» Data in this exercise

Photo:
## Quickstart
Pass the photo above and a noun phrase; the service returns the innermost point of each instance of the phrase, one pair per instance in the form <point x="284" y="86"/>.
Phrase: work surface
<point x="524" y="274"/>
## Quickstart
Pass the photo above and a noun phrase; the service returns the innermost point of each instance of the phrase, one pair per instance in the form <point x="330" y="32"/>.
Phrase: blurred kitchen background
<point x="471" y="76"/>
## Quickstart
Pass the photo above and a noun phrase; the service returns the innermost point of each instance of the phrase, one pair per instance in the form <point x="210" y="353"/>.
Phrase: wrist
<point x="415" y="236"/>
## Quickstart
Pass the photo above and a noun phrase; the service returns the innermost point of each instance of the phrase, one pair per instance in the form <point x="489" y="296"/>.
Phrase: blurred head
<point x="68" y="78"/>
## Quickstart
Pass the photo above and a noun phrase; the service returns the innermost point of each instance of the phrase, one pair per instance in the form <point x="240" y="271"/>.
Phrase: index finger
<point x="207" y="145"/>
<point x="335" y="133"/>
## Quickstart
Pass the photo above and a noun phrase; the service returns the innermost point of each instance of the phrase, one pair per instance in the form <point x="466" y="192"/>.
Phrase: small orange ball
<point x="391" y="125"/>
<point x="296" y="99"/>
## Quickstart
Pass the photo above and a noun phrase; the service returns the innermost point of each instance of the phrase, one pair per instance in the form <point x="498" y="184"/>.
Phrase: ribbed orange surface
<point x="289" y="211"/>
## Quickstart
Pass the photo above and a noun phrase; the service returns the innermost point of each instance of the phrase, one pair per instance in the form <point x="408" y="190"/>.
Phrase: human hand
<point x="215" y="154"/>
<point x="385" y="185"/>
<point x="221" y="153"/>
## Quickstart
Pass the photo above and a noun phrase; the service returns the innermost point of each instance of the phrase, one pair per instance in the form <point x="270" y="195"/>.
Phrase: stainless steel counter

» Instructions for the task
Locate each line in the material above that contains the string "orange", and copy those lines.

» Finished answer
Phrase: small orange ball
Phrase: ribbed orange surface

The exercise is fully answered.